Please reproduce the rows below verbatim, from the first line through the line containing "240 62 L 241".

__EXTRACTED RECORDS__:
● ● ● ●
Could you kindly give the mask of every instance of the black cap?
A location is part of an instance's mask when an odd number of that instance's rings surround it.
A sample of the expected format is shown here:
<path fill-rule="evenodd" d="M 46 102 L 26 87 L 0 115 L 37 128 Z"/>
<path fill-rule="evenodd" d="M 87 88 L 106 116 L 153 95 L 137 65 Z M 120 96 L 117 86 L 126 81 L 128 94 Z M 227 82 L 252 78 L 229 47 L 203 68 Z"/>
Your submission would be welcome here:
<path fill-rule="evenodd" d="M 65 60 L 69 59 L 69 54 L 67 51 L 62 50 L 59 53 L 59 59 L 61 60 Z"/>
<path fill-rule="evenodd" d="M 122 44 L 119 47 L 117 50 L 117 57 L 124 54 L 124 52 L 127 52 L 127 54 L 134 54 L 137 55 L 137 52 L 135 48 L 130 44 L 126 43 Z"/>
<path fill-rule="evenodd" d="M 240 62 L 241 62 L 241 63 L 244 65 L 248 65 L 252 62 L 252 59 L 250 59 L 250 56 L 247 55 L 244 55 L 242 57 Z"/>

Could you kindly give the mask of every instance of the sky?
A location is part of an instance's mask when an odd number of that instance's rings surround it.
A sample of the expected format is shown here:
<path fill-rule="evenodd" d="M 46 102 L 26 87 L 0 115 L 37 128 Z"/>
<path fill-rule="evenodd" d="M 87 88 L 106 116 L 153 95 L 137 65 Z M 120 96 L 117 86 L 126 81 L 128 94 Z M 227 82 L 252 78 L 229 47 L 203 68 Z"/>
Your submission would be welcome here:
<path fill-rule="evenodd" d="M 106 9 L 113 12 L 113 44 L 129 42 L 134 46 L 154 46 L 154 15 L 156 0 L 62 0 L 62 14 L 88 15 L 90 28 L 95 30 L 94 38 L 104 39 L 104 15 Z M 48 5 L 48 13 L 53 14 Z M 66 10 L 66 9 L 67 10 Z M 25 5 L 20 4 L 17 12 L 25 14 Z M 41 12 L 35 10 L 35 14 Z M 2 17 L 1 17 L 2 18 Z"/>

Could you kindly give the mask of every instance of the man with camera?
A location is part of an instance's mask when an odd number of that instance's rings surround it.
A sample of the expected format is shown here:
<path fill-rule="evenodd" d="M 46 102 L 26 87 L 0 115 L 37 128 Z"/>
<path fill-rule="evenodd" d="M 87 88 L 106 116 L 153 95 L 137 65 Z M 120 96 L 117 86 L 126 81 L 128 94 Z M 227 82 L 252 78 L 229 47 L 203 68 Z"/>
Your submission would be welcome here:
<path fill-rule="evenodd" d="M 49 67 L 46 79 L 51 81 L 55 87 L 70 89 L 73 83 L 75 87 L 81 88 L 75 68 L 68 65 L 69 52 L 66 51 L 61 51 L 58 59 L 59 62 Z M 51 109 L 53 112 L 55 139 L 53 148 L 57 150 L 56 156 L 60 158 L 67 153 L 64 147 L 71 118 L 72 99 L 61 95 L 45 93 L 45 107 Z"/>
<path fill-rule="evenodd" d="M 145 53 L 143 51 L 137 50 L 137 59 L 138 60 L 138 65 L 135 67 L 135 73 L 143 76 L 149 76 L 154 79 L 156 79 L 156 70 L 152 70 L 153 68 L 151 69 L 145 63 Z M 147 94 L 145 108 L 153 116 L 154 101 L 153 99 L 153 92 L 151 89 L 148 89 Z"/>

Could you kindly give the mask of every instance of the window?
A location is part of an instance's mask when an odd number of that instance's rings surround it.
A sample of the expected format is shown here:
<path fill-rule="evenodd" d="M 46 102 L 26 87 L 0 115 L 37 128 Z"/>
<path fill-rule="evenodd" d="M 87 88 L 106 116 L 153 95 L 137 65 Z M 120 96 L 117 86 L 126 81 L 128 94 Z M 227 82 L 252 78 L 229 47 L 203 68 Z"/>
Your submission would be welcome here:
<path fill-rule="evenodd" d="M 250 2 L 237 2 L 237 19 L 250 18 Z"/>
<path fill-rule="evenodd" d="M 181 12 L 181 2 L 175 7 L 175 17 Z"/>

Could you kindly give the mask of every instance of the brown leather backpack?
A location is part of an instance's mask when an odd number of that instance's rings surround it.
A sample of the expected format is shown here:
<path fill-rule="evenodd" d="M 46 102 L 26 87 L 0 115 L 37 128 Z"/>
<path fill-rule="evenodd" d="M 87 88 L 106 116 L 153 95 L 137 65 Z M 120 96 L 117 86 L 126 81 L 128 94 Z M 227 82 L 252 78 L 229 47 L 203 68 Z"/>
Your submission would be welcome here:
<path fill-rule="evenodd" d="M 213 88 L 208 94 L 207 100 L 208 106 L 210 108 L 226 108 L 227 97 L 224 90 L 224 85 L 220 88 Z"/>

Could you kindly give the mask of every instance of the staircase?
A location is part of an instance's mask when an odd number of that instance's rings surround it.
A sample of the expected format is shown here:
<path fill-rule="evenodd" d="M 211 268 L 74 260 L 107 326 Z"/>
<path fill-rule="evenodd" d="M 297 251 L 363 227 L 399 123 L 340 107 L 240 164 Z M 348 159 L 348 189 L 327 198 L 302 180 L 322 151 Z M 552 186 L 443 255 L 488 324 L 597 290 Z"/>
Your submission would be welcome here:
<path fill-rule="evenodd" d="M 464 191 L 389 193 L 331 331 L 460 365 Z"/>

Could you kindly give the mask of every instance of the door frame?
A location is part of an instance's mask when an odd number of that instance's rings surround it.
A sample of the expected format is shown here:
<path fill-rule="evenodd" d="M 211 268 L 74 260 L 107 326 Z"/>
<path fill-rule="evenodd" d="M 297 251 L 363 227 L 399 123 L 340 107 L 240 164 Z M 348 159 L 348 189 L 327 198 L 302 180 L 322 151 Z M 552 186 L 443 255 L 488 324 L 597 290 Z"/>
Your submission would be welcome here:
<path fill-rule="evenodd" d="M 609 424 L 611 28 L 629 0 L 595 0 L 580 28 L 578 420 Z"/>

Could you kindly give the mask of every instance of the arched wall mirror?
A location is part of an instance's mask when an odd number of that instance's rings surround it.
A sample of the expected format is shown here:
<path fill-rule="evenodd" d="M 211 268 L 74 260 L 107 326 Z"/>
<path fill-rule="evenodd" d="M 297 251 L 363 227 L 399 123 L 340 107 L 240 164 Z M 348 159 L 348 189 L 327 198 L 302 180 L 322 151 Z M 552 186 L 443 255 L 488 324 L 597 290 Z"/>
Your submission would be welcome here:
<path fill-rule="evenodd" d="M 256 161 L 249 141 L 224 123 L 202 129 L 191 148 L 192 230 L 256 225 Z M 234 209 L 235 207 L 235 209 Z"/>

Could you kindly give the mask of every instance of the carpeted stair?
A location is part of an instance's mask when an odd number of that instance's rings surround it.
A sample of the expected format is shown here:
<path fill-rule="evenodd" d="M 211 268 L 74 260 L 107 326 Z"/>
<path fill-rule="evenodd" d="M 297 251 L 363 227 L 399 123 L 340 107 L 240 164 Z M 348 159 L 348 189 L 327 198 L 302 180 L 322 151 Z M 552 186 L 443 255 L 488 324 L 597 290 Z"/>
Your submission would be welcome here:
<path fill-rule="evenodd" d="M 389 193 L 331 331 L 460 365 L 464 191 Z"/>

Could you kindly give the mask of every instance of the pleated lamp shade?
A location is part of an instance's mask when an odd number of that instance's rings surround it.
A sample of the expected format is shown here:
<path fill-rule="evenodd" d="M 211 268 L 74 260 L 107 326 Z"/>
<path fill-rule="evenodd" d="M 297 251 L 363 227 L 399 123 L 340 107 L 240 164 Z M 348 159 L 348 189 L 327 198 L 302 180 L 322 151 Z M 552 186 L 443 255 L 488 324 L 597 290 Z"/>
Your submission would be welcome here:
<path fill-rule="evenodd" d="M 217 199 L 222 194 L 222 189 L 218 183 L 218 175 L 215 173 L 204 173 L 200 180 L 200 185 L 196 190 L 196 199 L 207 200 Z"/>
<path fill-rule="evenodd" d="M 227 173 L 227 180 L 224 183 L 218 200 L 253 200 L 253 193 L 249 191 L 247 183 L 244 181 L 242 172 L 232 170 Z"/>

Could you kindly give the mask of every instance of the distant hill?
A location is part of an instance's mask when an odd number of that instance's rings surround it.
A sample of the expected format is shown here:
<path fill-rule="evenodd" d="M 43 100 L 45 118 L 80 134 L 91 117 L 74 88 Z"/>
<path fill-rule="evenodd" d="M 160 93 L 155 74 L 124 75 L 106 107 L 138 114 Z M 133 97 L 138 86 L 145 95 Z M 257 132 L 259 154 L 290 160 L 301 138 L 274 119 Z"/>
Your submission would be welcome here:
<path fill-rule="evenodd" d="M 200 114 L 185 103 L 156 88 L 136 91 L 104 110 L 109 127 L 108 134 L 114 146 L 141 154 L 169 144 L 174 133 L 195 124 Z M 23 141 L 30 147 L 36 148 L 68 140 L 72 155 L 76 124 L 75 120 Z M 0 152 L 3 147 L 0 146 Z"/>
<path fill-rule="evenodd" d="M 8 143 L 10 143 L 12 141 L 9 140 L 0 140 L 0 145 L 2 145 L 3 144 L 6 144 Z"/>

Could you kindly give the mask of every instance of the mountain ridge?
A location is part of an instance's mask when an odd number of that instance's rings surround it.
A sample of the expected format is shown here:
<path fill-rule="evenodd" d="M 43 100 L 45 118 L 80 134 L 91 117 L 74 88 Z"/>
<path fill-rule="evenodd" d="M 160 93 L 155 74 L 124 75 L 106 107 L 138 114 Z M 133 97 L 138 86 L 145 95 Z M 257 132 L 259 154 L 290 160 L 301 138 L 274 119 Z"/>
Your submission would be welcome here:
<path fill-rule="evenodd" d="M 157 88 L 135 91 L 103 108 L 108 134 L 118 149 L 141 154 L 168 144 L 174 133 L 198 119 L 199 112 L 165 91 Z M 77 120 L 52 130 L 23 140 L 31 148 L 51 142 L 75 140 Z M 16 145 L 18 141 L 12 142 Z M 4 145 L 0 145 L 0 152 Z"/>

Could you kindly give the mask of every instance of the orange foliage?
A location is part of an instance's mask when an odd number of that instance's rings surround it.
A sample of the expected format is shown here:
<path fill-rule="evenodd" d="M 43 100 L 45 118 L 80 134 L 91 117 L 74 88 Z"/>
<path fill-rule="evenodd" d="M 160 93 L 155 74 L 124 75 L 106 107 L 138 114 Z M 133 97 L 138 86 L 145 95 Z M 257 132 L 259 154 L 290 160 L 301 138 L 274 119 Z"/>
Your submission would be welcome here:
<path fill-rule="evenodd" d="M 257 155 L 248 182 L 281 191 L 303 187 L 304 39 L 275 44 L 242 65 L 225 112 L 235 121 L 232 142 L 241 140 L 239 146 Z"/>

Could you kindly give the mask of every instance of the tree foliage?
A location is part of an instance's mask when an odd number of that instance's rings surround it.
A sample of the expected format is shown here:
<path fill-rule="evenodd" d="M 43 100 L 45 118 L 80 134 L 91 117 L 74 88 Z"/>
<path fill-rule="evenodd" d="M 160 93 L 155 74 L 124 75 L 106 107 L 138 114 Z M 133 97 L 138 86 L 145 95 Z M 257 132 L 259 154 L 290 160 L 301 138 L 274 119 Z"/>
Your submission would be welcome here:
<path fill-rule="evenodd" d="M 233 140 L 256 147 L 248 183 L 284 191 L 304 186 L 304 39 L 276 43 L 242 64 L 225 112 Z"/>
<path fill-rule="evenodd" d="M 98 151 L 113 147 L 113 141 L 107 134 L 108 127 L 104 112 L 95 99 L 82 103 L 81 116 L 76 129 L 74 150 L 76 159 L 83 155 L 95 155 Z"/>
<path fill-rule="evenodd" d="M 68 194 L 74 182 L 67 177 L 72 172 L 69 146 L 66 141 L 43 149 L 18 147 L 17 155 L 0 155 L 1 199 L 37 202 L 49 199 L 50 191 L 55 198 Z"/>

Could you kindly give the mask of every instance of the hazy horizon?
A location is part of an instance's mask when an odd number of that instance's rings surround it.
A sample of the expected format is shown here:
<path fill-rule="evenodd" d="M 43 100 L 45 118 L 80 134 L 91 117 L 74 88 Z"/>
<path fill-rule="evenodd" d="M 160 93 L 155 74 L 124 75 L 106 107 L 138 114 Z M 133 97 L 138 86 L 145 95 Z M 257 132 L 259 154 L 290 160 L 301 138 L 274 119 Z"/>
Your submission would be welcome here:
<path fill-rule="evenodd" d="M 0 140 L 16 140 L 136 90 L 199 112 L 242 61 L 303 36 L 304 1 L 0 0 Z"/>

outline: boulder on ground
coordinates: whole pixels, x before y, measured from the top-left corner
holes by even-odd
● ● ● ●
__EXERCISE RESPONSE__:
Could you kindly give the mask of every instance of the black cap?
A location is part of an instance's mask when an odd number of that instance's rings surround it.
A sample of the expected format is shown here:
<path fill-rule="evenodd" d="M 46 102 L 26 87 L 0 115 L 37 128 Z"/>
<path fill-rule="evenodd" d="M 87 88 L 106 116 L 153 95 L 137 65 Z M 120 96 L 117 86 L 126 81 L 128 94 Z M 227 82 L 252 78 L 229 47 L 203 68 Z"/>
Your submission would be welcome here:
<path fill-rule="evenodd" d="M 65 60 L 69 59 L 69 54 L 67 51 L 62 50 L 59 53 L 59 59 L 61 60 Z"/>
<path fill-rule="evenodd" d="M 122 44 L 119 47 L 117 50 L 117 57 L 124 54 L 124 52 L 127 52 L 127 54 L 134 54 L 137 55 L 137 52 L 135 48 L 130 44 L 126 43 Z"/>
<path fill-rule="evenodd" d="M 240 62 L 241 62 L 241 63 L 244 65 L 248 65 L 252 62 L 252 59 L 250 59 L 250 56 L 247 55 L 244 55 L 242 57 Z"/>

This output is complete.